- [WHAT THE EXERCISE ASKS]
The response must consist of the records below, copied exactly.

- [Referring expression pointing data]
━━━━

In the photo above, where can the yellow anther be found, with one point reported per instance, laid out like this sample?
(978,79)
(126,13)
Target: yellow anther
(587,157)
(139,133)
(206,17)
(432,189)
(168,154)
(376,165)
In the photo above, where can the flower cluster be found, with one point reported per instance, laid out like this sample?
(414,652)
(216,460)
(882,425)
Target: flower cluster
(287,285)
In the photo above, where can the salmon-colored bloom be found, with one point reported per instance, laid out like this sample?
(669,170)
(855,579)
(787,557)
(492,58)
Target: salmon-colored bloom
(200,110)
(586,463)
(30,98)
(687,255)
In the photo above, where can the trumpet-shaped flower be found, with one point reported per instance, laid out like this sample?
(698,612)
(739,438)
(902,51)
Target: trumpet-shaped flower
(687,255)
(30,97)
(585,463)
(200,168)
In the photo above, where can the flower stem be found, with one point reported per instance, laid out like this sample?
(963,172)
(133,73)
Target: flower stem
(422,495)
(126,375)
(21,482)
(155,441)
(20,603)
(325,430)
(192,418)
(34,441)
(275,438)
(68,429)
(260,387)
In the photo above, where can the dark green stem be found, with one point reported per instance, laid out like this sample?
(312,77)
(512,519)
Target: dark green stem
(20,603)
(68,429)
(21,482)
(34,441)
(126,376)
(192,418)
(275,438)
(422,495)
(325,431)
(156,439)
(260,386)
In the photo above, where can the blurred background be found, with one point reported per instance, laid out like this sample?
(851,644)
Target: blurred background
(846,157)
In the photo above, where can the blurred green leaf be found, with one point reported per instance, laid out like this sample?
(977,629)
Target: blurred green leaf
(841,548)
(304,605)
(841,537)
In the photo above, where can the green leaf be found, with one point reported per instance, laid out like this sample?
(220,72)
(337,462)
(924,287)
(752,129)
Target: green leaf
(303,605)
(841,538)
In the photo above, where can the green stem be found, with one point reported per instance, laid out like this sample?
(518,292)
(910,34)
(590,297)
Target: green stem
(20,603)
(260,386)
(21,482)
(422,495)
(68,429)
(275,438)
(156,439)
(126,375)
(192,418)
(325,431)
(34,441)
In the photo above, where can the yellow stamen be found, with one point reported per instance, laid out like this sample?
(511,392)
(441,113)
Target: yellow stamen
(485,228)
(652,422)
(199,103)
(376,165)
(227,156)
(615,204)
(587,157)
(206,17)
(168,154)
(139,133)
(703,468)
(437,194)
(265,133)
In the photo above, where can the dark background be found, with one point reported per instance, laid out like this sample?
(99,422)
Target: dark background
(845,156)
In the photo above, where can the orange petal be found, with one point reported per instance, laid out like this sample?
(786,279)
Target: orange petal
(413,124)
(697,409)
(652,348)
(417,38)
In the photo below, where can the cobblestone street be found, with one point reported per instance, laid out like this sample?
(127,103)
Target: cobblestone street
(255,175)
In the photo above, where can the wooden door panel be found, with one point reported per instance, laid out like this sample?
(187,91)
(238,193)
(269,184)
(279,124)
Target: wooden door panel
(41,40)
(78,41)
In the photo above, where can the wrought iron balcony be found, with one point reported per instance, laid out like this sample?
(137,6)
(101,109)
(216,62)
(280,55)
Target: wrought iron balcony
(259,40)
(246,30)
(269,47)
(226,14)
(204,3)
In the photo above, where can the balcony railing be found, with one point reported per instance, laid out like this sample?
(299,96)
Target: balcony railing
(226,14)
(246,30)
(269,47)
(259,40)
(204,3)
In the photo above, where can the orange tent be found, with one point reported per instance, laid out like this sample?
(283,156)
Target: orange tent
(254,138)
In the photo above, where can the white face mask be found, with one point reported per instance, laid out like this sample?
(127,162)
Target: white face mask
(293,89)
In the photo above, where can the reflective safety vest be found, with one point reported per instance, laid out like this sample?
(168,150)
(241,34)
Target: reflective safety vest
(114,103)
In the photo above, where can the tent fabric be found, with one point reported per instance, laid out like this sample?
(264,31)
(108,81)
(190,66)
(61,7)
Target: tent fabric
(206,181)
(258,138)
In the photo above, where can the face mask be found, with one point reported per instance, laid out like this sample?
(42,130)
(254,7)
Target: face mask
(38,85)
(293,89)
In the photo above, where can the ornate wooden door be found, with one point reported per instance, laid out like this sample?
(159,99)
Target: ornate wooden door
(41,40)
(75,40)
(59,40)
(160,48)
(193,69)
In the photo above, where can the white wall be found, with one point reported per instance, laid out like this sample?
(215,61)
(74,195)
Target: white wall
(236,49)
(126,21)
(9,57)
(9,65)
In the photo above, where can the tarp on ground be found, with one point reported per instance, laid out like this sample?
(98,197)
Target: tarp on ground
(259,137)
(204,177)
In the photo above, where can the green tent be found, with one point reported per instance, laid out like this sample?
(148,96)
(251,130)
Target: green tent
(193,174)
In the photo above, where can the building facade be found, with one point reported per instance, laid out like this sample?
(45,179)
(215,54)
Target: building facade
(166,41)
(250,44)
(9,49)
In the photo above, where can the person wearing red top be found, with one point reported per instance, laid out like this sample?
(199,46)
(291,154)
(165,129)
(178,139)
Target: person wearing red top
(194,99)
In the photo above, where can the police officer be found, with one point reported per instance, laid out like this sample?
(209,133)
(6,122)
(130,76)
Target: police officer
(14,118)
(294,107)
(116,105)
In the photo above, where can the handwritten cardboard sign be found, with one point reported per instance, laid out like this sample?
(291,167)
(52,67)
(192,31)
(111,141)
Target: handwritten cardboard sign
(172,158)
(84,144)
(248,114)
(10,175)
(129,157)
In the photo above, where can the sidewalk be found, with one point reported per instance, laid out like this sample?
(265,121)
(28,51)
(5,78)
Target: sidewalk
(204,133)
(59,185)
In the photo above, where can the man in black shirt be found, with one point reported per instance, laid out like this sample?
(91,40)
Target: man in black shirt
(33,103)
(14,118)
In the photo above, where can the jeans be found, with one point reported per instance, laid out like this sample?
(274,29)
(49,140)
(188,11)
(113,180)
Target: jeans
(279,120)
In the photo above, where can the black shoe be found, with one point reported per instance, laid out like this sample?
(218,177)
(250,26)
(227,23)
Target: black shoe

━━━━

- [EXPECTED OUTPUT]
In the photo above, where can the yellow anther be found, with one point reported per instance, laid out like this sample?
(978,79)
(126,13)
Target: yellow anther
(587,157)
(139,133)
(206,17)
(432,189)
(168,154)
(376,165)
In the photo above, where can the flower cluster be found, with one point reported per instance, laid out like this sample?
(414,652)
(216,460)
(882,425)
Target: flower cluster
(287,285)
In the photo above, where can the salmon-colored bloom be found, with one point reported per instance, laid out like this sample?
(669,170)
(855,579)
(787,557)
(492,58)
Target: salmon-colored bloom
(200,110)
(586,463)
(30,98)
(687,255)
In the photo above, where can the trumpet-shaped flower be found, with one point reported per instance, laid out like this sample?
(698,612)
(739,438)
(902,51)
Target: trumpet-shaped flower
(687,255)
(30,97)
(585,463)
(200,168)
In the photo above, where can the flower stem be found, with one point reported per instance, laid out like this sample?
(963,172)
(133,73)
Target: flower stem
(422,495)
(126,375)
(21,482)
(155,441)
(20,603)
(325,430)
(192,418)
(34,441)
(275,438)
(68,429)
(260,387)
In the photo above, where can the dark green stem be found, with one point reported per instance, laid out like this sample?
(312,77)
(512,519)
Target: dark green stem
(20,603)
(68,429)
(21,482)
(34,441)
(126,376)
(192,418)
(275,438)
(422,495)
(325,431)
(156,439)
(260,386)
In the photo above, where can the blurred background be found, with one point reported per instance, laid out like this sample?
(851,644)
Target: blurred background
(846,157)
In the photo above, where can the blurred green leaf be found, with one point reported per instance, laid out like this sample?
(977,629)
Target: blurred green leaf
(841,548)
(304,605)
(841,537)
In the photo above, where can the green leaf be found, with one point reported per instance, laid out like this sample?
(220,72)
(337,462)
(924,287)
(752,129)
Target: green leaf
(303,605)
(841,538)
In the photo above, where can the green stem be found, with one point reported per instance, laid out like this sample?
(518,292)
(910,34)
(590,297)
Target: green stem
(20,603)
(260,386)
(21,482)
(422,495)
(68,429)
(275,438)
(156,439)
(126,375)
(192,418)
(325,431)
(34,441)
In the photo above, where can the yellow stamen be found, with one point reported per instance, laid out like this sample?
(511,392)
(441,113)
Target: yellow stamen
(485,228)
(652,422)
(199,103)
(376,165)
(227,156)
(615,204)
(587,157)
(206,17)
(168,154)
(139,133)
(703,468)
(437,194)
(265,133)
In the photo above, where can the dark background be found, with one point reported per instance, laid out like this sample?
(99,422)
Target: dark background
(845,156)
In the photo above, where can the orange petal be found, with one point reported per instance, laid out like this sample?
(786,279)
Target: orange petal
(413,124)
(697,409)
(652,348)
(417,38)
In the photo below, where can the cobblestone street be found, with one point reported per instance, laid out like this sample?
(127,103)
Target: cobblestone street
(255,175)
In the photo above, where can the wooden door panel be found, with one point reported per instance, laid out like this sample?
(187,91)
(238,193)
(269,184)
(279,124)
Target: wooden door panel
(41,40)
(78,41)
In the photo above, where can the wrought iron balcony be found, with one point reported per instance, laid out like this sample?
(137,6)
(101,109)
(216,62)
(280,55)
Target: wrought iron balcony
(259,40)
(246,30)
(269,47)
(226,14)
(204,3)
In the photo above, where can the balcony railing be found, with one point reported per instance, laid out like this sample?
(299,96)
Target: balcony railing
(226,14)
(246,30)
(269,47)
(259,40)
(204,3)
In the photo above, where can the orange tent be found, with one point reported per instance, laid out like this sample?
(283,156)
Target: orange tent
(254,138)
In the photo above, where can the white face mask be found, with one point reported per instance, laid out like this sample?
(127,162)
Target: white face mask
(293,89)
In the photo above, where can the reflective safety vest be found, with one point reported per instance, laid out like this sample?
(168,150)
(241,34)
Target: reflective safety vest
(114,103)
In the photo above, where can the tent fabric be found, with one point reported per instance, laid out like this sample?
(264,31)
(108,81)
(190,66)
(61,7)
Target: tent fabric
(206,181)
(258,138)
In the photo above, where can the face mask be found, with one point reported per instance, laid out like this sample?
(42,130)
(254,7)
Target: face mask
(38,85)
(293,89)
In the photo above, where can the ornate wooden door be found, with one point reported per instance, laid out like this sample?
(159,99)
Target: ornate wooden door
(41,40)
(75,40)
(59,40)
(160,48)
(193,69)
In the photo above, where can the white wall be found, with one point reported per instance, laid out like this sample?
(215,61)
(74,195)
Target: white wall
(236,49)
(126,21)
(9,57)
(9,65)
In the photo above, where can the tarp on ground be found, with one point reported per instance, laid out like this sample?
(98,197)
Target: tarp on ground
(259,137)
(204,177)
In the photo above, where can the green tent be found, with one point reported per instance, laid out like this sample?
(148,96)
(251,130)
Target: green tent
(193,174)
In the photo above, where can the building facade be found, with one point reported per instance, laid out like this sample?
(45,179)
(215,54)
Target: building facade
(166,41)
(250,44)
(9,49)
In the photo above, where can the person wearing red top be found, with one point reported per instance, laid out like this sample?
(199,46)
(291,154)
(165,129)
(178,139)
Target: person wearing red top
(194,99)
In the photo above, where can the police officer be found, with one point reported per instance, laid out like this sample?
(209,133)
(6,122)
(130,76)
Target: police officer
(14,118)
(294,107)
(116,105)
In the photo above, where can the handwritten cardboard sign be found, with one point reported per instance, laid out like this sample?
(291,167)
(52,67)
(192,31)
(111,141)
Target: handwritten cardboard sign
(172,158)
(84,144)
(248,114)
(10,175)
(129,157)
In the photo above, where can the sidewalk be found, with one point reported per instance, laid out like this sample?
(265,121)
(28,51)
(5,78)
Target: sidewalk
(204,133)
(59,185)
In the photo above, where can the man in black shirt be found, with one point reported per instance, laid out like this sample?
(91,40)
Target: man in black shirt
(33,103)
(14,118)
In the photo above, where can the jeans be found, with one point reported per instance, laid out like this sample?
(274,29)
(49,140)
(188,11)
(113,180)
Target: jeans
(279,120)
In the photo above, where can the black shoe be found, with one point reported per instance, laid out like this sample?
(218,177)
(250,26)
(227,23)
Target: black shoe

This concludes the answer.